■ **WHAT YOU HAVE TO DO**
Only an exact copy of the entries, stripped of pictures, will serve as the answer.

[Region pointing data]
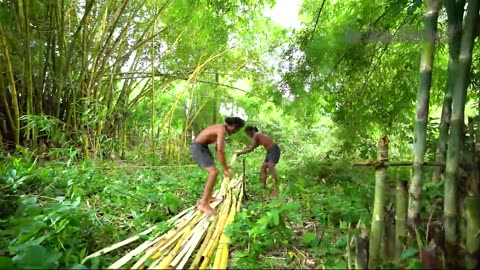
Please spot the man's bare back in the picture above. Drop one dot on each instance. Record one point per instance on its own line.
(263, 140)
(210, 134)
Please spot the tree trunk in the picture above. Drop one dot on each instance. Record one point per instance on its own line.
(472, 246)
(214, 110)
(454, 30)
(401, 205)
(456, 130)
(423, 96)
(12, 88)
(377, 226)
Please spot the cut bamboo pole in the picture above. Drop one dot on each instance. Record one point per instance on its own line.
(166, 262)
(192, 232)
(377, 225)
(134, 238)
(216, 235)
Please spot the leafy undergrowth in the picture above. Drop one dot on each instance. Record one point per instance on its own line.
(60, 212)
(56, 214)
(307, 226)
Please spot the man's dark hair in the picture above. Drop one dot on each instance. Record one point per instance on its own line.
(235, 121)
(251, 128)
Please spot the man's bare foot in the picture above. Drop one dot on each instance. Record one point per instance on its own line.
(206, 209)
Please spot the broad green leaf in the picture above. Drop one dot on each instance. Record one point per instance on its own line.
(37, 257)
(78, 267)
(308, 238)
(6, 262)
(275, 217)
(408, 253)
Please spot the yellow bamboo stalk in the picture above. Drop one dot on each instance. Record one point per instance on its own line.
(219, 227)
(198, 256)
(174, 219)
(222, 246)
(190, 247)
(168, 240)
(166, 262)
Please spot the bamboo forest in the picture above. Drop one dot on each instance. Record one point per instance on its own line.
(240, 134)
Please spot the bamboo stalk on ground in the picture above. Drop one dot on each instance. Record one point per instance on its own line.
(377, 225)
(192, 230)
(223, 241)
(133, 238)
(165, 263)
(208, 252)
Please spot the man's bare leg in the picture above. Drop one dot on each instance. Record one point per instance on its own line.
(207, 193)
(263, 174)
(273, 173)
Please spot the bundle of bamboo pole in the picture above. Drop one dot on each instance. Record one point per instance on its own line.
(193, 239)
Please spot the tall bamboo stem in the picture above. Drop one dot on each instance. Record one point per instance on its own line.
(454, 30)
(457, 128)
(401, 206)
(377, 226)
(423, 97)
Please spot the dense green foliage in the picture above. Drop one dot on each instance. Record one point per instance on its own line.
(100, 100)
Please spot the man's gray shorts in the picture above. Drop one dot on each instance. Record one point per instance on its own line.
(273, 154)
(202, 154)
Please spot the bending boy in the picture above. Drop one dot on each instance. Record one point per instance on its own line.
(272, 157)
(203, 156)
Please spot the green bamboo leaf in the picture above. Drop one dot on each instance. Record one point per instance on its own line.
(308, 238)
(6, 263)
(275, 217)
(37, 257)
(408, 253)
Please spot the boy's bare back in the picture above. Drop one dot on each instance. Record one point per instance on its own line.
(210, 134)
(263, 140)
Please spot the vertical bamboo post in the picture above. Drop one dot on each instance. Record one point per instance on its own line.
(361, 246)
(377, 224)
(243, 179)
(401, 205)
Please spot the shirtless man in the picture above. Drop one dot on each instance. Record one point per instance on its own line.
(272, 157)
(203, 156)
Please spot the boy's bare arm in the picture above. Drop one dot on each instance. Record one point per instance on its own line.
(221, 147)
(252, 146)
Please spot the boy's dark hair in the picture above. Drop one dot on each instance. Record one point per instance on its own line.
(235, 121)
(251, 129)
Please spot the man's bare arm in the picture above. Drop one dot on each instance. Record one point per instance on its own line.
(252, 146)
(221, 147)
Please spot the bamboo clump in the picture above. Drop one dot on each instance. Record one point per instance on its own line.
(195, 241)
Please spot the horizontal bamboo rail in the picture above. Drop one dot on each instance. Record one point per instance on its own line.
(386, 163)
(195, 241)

■ **OUTPUT FOR THIS TASK**
Please spot the man's bare back in the picture above. Drop one dot on each instance. Record one point per instance on its own line.
(263, 140)
(210, 134)
Please spot the tree trunk in the picture above. Drop one dot on each instance. Record one point per instance on its own line.
(472, 246)
(214, 110)
(454, 30)
(401, 205)
(456, 130)
(423, 96)
(12, 88)
(377, 226)
Please spot the cut bamboo pole in the picture above. Drop one dot on each instance. Record one point per instance on its own line.
(166, 262)
(192, 232)
(377, 225)
(134, 238)
(216, 235)
Please spot the leafy undergrowth in the picture above. Drop one dot on each instance. Record one point per instance on its own line.
(60, 212)
(56, 214)
(307, 226)
Please spot the man's dark hair in the picture above. Drop one dot on each instance. Record one point per instance on its own line.
(235, 121)
(251, 128)
Please spot the man's bare foot in the picture above. Drop one dot on each instance. Record one point per instance on its own line.
(206, 209)
Please spot the broad green leaf in the picture above. Drop one dot on each instance. Record one point per instance on its own line.
(37, 257)
(78, 267)
(308, 238)
(6, 262)
(275, 217)
(408, 253)
Please spot the yellow bamboo stalk in the picture above. Drop one dot on each instance. Record one point per instance on its own line.
(219, 227)
(198, 256)
(174, 219)
(222, 246)
(190, 247)
(168, 240)
(166, 262)
Please spot the bamboo forest in the picture above. Drop one dot on each instance. Record one point per instance on its own line.
(240, 134)
Please spot the bamboo stalk on ground in the picture above. Drop one dot on each instance. Record one point per instance on its own line.
(377, 225)
(192, 230)
(223, 241)
(133, 238)
(165, 263)
(208, 252)
Please spot the man's bare leg in the picture above. Drop one dot on each instance. Record one point per instance on its own line.
(207, 193)
(263, 174)
(273, 173)
Please spot the bundle of bamboo pole in the picture above. Drop one dot on each instance. Record one point per instance on its own line.
(193, 239)
Please spot the tall bamboo stem in the picture above. Drop one dot on each instance. Record one point per instance on its own line.
(454, 30)
(457, 128)
(401, 206)
(377, 226)
(423, 97)
Please spot the dense green foliage in the picture above. Drop one dot on each instance. Record one point per instance on its own line.
(100, 100)
Please spot the man's gray shorts in the picture above. Drop one dot on each instance. Record one point per instance on its own line.
(273, 154)
(202, 154)
Please spot the bending boy in the picture above. Drop one dot on each instance. Record one point per instance on its own line.
(272, 157)
(203, 156)
Please spot the green bamboo leaf in the picture above. Drop one dot on each instance. Record one point per instance on its own line.
(308, 238)
(6, 263)
(275, 217)
(37, 257)
(408, 253)
Please spot the boy's bare back in the picture above. Drop one dot on each instance. Record one point per instance on its own line.
(210, 134)
(263, 140)
Please spot the vertical bamboo post in the picture above. Drop one dot on each instance. Record one point per instance on its own line.
(361, 246)
(377, 224)
(243, 179)
(401, 205)
Please spot the shirtless man in the picture above. Drop one dot on each instance. Record one point per instance on its own line.
(272, 157)
(203, 156)
Please spot the boy's bare arm in the picture above. Drop one dot on each instance. Record one point per instance on its own line.
(221, 147)
(252, 146)
Please spot the boy's dark hair in the picture above. Drop one dot on each instance. Record one point per instance on its own line.
(235, 121)
(251, 129)
Please spot the man's bare arm in the picture above. Drop one dot on each instance. Record one point per instance on its own line.
(252, 146)
(221, 147)
Please spot the bamboo clump in the picture above. Drop one dot on each instance. Record one point per instance on its own line.
(195, 241)
Please spot the horizontal bamboo rail in the picture above. Drop one dot on each instance. Record one point per instance on its own line.
(386, 163)
(195, 241)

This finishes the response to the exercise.